__Exercise directions__:
Return every one of the records below word for word, with nothing changed or left out.

__Records__:
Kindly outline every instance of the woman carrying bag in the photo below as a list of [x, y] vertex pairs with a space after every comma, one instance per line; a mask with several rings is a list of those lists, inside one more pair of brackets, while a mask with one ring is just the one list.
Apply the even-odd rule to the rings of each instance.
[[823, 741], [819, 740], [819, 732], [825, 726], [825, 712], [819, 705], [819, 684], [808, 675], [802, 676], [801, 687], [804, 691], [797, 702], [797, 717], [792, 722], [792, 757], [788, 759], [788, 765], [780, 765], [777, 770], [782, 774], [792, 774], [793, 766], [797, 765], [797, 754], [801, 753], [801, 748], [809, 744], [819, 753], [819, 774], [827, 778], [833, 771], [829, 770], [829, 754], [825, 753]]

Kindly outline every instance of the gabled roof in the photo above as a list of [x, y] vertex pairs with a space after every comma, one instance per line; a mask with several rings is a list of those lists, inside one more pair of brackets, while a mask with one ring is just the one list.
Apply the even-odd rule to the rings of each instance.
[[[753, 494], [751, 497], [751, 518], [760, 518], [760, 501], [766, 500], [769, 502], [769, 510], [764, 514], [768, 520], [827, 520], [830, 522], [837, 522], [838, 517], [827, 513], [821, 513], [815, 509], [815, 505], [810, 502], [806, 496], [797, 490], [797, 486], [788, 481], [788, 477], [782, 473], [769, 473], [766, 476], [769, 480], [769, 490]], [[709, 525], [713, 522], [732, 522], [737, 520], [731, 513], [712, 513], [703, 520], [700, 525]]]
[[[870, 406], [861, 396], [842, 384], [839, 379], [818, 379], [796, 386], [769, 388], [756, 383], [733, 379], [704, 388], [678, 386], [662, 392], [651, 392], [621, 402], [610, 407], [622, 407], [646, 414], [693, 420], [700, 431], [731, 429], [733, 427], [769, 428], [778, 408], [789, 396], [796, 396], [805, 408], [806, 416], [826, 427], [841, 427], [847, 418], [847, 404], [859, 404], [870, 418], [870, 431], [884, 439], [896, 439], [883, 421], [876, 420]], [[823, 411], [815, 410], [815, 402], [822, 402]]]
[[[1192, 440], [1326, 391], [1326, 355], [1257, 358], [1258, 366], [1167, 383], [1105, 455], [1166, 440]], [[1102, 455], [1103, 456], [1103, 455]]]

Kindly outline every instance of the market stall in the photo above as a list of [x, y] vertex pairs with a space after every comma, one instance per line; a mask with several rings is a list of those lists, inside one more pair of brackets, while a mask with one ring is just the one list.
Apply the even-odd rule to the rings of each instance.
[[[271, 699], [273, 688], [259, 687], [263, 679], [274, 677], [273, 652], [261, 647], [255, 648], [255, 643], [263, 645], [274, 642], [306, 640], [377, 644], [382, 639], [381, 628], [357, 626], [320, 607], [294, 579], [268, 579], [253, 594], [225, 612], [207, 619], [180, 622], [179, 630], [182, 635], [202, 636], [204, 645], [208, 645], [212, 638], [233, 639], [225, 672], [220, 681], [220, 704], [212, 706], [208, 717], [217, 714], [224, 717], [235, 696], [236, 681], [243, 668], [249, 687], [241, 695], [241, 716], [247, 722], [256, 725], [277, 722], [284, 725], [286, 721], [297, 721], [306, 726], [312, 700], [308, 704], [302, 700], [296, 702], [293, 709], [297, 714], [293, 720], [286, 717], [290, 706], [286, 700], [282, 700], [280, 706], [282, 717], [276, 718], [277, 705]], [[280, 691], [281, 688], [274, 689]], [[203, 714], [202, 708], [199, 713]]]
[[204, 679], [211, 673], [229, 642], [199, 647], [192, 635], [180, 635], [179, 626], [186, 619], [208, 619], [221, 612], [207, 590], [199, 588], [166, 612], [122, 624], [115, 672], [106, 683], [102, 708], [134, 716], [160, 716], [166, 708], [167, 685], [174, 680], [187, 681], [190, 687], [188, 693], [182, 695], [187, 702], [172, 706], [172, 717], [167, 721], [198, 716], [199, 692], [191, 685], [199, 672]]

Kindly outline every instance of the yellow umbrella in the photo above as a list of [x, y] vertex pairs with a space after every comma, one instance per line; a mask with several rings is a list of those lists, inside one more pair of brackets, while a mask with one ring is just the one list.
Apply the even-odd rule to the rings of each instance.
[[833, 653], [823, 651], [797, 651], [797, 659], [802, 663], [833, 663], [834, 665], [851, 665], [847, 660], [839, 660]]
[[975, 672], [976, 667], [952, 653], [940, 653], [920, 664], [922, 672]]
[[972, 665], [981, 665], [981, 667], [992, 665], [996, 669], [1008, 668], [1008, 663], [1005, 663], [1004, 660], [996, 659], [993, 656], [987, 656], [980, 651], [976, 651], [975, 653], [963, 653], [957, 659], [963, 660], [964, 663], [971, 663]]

__The completed task__:
Kindly outline every instance of the woman carrying bag in the photo below as a list of [x, y] vertex pairs with a space after every comma, one instance per line; a mask with several rings is a list of those lists, inside one more pair of brackets, while a mask with one ring is just the one list.
Apply the even-odd rule to the rings of each instance.
[[823, 741], [819, 740], [819, 732], [825, 726], [825, 712], [819, 705], [819, 684], [808, 675], [802, 676], [801, 687], [804, 691], [797, 702], [797, 717], [792, 722], [792, 757], [788, 759], [788, 765], [780, 765], [777, 770], [782, 774], [792, 774], [793, 766], [797, 765], [797, 754], [801, 753], [801, 748], [809, 744], [819, 753], [819, 774], [827, 778], [833, 771], [829, 770], [829, 754], [825, 753]]

Kindly outline every instance of the gabled roof in the photo above as a list of [x, y] vertex pairs with a space after every comma, one instance per line; a mask with several rings is a list of those lists, inside one more pair of brackets, while a mask with one ring is just the one list.
Apply the even-odd rule to the rings of each instance.
[[[753, 494], [751, 497], [751, 518], [760, 518], [760, 501], [766, 500], [769, 502], [769, 510], [764, 514], [768, 520], [827, 520], [830, 522], [837, 522], [838, 517], [827, 513], [821, 513], [815, 509], [815, 505], [810, 502], [806, 496], [797, 490], [797, 486], [788, 481], [788, 477], [782, 473], [769, 473], [766, 476], [769, 480], [769, 490]], [[709, 525], [713, 522], [732, 522], [737, 520], [731, 513], [712, 513], [703, 520], [700, 525]]]
[[[870, 406], [861, 396], [842, 384], [839, 379], [818, 379], [796, 386], [769, 388], [756, 383], [733, 379], [704, 388], [678, 386], [662, 392], [651, 392], [621, 402], [610, 407], [622, 407], [646, 414], [693, 420], [700, 431], [731, 429], [733, 427], [769, 428], [778, 408], [789, 396], [796, 396], [805, 408], [806, 416], [826, 427], [841, 427], [847, 418], [847, 404], [859, 404], [870, 418], [870, 431], [884, 439], [896, 439], [883, 421], [876, 420]], [[823, 411], [815, 410], [815, 402], [822, 402]]]
[[[1192, 440], [1326, 391], [1326, 355], [1257, 358], [1258, 366], [1167, 383], [1105, 455], [1166, 440]], [[1102, 455], [1103, 456], [1103, 455]]]

Kindly outline every instance of the market stall in the photo above as a list of [x, y] vertex pairs with a space after every comma, one instance per line; a mask with several rings is a list of those lists, inside one more pair of brackets, while a mask with one ring is just the one list.
Apply the even-odd rule to the rings of each instance.
[[[271, 699], [273, 688], [259, 687], [263, 679], [274, 677], [273, 652], [261, 647], [255, 648], [255, 643], [263, 645], [274, 642], [306, 640], [377, 644], [382, 639], [381, 628], [357, 626], [320, 607], [294, 579], [268, 579], [253, 594], [225, 612], [207, 619], [180, 622], [179, 630], [182, 635], [202, 636], [204, 645], [208, 645], [212, 638], [233, 639], [225, 672], [220, 681], [220, 704], [212, 706], [208, 717], [217, 714], [224, 717], [235, 696], [236, 681], [243, 668], [249, 687], [241, 695], [241, 716], [247, 722], [256, 725], [277, 722], [284, 725], [286, 721], [297, 721], [306, 726], [312, 700], [308, 704], [302, 700], [296, 702], [293, 709], [297, 714], [293, 720], [286, 717], [290, 706], [286, 700], [282, 700], [280, 706], [282, 717], [276, 718], [277, 705]], [[280, 691], [281, 688], [274, 689]], [[203, 714], [202, 708], [199, 713]]]
[[204, 679], [211, 673], [229, 642], [199, 647], [192, 635], [180, 635], [179, 626], [186, 619], [208, 619], [221, 612], [207, 590], [199, 588], [166, 612], [122, 624], [115, 672], [106, 683], [102, 708], [134, 716], [160, 716], [166, 708], [167, 685], [174, 680], [187, 681], [190, 687], [188, 693], [182, 695], [187, 702], [172, 706], [172, 717], [167, 721], [198, 716], [199, 692], [191, 685], [199, 672]]

Kindly outline every instance of the yellow umbrella in the photo above as a list of [x, y] vertex pairs with a space after every comma, one instance per line; a mask with several rings is a list of those lists, inside one more pair of brackets, while a mask with one ring is just the one list.
Apply the even-odd rule to the rings of each instance.
[[833, 653], [823, 651], [797, 651], [797, 659], [802, 663], [833, 663], [834, 665], [851, 665], [847, 660], [839, 660]]
[[975, 672], [976, 667], [952, 653], [940, 653], [920, 664], [922, 672]]
[[972, 665], [981, 665], [981, 667], [992, 665], [996, 669], [1008, 668], [1008, 663], [1005, 663], [1004, 660], [996, 659], [993, 656], [987, 656], [980, 651], [976, 651], [975, 653], [963, 653], [957, 659], [963, 660], [964, 663], [971, 663]]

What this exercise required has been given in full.